Location identification items

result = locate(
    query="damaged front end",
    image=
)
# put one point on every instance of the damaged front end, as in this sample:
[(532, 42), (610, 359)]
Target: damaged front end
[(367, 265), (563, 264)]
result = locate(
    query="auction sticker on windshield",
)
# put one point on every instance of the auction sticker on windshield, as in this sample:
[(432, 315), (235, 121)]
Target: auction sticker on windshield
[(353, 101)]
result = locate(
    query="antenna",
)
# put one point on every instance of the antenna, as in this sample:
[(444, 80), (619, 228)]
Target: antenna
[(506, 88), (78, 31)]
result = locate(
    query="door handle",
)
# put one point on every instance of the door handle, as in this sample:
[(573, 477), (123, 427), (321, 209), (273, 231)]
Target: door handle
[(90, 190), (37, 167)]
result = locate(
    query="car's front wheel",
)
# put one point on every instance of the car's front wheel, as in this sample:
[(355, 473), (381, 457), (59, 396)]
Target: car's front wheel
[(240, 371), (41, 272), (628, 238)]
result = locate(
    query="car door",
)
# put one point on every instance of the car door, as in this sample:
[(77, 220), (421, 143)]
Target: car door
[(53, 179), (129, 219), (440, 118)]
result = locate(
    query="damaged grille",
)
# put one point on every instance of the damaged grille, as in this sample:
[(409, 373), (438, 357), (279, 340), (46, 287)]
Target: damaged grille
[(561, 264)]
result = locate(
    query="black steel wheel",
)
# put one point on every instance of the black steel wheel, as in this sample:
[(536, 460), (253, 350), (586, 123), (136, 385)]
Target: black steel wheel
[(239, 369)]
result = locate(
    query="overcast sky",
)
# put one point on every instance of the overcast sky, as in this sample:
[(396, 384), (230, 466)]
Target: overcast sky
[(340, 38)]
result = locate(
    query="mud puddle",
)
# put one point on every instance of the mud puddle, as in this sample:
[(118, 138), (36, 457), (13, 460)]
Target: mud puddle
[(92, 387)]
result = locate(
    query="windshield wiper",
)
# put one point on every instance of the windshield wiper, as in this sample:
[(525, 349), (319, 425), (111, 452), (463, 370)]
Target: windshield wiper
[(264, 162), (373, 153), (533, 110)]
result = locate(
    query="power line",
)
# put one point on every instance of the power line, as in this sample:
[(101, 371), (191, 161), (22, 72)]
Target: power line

==

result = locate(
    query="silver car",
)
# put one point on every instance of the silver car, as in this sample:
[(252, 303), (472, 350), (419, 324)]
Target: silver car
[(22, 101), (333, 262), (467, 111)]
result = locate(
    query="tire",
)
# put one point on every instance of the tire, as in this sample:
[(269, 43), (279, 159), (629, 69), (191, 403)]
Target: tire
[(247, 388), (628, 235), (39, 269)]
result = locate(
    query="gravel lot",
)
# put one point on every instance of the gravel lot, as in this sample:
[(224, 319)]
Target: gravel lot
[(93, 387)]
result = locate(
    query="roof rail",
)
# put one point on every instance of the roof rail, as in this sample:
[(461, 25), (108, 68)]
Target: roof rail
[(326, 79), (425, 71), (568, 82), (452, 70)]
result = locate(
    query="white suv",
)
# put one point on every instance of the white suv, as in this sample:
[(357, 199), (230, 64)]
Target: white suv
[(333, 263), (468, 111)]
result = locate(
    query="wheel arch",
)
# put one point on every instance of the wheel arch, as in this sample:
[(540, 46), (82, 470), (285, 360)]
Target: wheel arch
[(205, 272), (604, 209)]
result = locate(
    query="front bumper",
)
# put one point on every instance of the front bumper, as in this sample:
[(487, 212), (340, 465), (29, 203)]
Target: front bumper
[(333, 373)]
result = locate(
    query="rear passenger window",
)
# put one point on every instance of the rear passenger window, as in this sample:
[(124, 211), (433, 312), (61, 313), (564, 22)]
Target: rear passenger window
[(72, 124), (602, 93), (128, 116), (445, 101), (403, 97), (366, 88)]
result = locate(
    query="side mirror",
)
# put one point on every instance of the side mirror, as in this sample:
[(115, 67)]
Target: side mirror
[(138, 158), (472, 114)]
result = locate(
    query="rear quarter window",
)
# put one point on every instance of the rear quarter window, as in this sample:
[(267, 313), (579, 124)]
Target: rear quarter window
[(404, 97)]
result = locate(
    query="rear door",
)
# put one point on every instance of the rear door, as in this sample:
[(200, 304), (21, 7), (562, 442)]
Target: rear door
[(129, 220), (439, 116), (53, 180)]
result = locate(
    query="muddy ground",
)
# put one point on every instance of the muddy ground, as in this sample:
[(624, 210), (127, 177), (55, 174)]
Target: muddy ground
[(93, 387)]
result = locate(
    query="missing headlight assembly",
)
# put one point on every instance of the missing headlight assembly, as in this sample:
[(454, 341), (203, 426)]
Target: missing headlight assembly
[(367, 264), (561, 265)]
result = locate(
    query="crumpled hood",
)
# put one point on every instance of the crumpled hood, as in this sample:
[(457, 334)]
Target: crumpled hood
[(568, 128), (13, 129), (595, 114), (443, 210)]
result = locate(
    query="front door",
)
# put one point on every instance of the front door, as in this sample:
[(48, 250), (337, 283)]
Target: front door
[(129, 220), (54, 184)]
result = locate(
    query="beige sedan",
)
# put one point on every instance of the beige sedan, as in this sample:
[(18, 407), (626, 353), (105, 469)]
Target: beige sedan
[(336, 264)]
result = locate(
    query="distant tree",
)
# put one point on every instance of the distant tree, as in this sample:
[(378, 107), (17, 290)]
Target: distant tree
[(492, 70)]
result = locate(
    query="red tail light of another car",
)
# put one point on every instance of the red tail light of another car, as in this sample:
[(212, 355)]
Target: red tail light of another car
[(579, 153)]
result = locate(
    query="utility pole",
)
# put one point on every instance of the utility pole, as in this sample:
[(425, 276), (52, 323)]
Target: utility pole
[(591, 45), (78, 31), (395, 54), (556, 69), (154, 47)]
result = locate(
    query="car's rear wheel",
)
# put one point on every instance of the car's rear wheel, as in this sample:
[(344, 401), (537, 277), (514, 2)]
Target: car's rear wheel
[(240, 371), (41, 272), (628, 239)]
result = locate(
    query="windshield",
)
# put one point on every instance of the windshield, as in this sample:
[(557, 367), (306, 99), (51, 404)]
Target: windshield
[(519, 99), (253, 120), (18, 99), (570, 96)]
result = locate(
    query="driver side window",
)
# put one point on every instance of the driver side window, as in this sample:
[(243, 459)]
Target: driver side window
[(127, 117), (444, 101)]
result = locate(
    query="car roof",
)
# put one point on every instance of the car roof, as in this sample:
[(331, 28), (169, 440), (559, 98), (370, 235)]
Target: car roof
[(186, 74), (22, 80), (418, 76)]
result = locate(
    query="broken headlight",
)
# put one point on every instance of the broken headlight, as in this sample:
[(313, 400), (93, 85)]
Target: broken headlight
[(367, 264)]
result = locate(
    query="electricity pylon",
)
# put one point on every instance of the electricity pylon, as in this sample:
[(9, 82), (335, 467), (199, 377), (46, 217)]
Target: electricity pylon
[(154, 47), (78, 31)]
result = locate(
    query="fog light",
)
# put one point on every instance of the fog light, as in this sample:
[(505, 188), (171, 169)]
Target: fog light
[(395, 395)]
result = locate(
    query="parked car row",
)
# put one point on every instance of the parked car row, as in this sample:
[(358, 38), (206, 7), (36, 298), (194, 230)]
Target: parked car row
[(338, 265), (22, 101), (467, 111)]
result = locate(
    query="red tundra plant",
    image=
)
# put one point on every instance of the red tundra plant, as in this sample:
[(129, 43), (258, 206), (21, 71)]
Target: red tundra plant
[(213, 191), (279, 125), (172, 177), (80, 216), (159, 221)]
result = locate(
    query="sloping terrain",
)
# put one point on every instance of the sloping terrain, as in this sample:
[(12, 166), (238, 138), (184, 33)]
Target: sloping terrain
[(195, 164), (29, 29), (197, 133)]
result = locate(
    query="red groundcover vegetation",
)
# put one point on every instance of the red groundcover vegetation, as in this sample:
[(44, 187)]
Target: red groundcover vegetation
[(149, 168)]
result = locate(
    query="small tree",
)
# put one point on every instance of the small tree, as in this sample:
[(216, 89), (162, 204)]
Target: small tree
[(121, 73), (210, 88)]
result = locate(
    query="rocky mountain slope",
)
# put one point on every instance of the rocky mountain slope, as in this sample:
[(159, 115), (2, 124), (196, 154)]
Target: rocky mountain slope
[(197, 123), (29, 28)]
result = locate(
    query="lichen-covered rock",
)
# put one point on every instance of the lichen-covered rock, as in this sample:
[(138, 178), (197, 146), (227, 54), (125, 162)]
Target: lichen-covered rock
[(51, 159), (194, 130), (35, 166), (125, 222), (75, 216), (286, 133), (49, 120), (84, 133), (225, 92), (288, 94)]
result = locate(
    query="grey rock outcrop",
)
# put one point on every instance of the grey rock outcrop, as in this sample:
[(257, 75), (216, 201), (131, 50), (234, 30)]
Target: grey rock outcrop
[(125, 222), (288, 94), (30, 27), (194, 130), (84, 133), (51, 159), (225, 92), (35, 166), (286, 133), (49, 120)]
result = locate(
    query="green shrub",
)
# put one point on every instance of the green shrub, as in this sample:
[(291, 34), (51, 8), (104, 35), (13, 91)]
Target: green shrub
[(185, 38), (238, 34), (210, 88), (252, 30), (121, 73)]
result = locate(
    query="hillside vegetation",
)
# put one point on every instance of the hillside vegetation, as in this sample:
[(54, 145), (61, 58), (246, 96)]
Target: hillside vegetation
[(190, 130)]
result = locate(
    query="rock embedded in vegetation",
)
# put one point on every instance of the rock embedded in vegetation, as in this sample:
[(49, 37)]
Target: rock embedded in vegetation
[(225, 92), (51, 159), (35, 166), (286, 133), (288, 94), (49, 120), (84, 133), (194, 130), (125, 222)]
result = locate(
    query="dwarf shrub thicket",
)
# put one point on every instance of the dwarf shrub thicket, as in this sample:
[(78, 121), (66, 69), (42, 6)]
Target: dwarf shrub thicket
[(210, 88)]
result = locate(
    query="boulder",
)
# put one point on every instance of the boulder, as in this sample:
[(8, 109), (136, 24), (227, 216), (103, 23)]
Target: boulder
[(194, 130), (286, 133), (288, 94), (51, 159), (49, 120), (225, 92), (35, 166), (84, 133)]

**Objective**
Extract every line of the data above that contains the string "grey".

**Solution to this exercise**
    query="grey rock outcrop",
# put one point on every instance of the grey rock outcrop, as in this sample:
Target: grey rock outcrop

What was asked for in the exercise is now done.